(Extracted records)
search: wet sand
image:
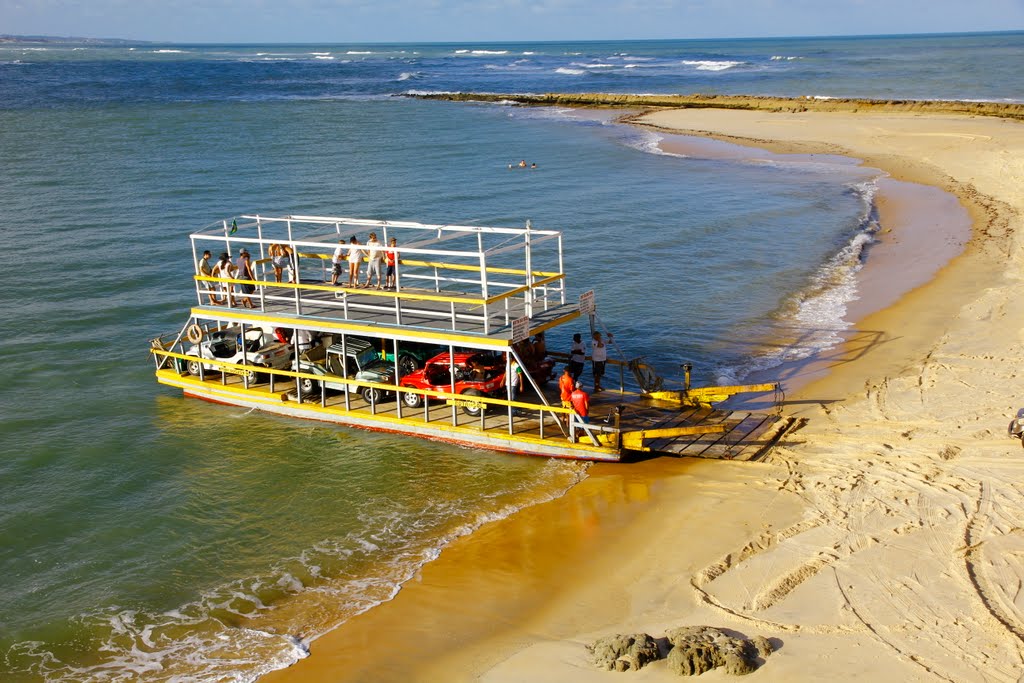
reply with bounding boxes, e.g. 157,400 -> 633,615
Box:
266,107 -> 1024,682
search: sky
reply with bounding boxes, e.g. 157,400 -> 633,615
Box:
2,0 -> 1023,44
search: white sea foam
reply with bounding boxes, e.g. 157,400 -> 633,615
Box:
716,180 -> 881,384
5,460 -> 589,682
346,51 -> 374,55
771,55 -> 802,61
396,72 -> 419,81
682,59 -> 743,71
555,67 -> 586,76
152,49 -> 187,54
313,55 -> 334,60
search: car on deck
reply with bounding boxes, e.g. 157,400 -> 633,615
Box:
399,351 -> 507,416
293,338 -> 396,403
353,338 -> 447,377
185,326 -> 292,383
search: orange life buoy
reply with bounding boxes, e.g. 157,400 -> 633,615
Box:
187,324 -> 204,344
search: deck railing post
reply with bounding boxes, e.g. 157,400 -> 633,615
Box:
480,252 -> 489,335
393,339 -> 403,420
342,334 -> 351,412
191,240 -> 201,306
557,233 -> 565,306
448,345 -> 457,427
614,406 -> 623,451
524,219 -> 533,319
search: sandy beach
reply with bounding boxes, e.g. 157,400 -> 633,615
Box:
265,107 -> 1024,682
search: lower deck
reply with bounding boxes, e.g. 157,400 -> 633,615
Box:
154,364 -> 791,462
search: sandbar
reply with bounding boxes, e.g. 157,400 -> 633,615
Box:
265,106 -> 1024,682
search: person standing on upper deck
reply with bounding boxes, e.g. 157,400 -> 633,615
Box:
347,236 -> 364,288
269,243 -> 294,284
590,331 -> 611,392
330,239 -> 345,286
384,237 -> 399,290
235,249 -> 256,309
198,250 -> 220,305
363,232 -> 383,289
211,252 -> 235,306
568,333 -> 586,383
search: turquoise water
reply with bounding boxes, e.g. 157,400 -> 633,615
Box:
0,33 -> 1015,681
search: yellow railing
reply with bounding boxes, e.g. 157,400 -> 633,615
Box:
196,253 -> 564,306
149,343 -> 617,448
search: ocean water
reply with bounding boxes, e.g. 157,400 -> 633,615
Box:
0,33 -> 1019,681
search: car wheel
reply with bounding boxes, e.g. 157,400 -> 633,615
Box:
300,377 -> 319,393
403,389 -> 423,409
398,354 -> 419,377
362,386 -> 384,404
244,367 -> 263,384
186,359 -> 203,376
461,388 -> 486,417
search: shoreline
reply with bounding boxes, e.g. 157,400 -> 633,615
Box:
265,107 -> 1024,682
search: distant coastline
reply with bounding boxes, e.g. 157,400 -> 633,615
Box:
0,35 -> 146,45
411,92 -> 1024,121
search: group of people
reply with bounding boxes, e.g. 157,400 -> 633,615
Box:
566,330 -> 610,391
198,249 -> 257,309
508,159 -> 538,169
197,234 -> 404,309
559,330 -> 612,435
330,232 -> 400,290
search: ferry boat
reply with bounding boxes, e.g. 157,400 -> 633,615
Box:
150,214 -> 792,462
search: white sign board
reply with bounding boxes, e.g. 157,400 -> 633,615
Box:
512,316 -> 531,343
578,290 -> 596,314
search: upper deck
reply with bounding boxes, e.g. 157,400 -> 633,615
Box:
190,214 -> 579,347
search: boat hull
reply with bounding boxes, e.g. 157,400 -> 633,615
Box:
158,370 -> 622,462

The problem
Copy every line from the records that holds the string "railing".

Result for this exercise
search: deck railing post
search: yellow railing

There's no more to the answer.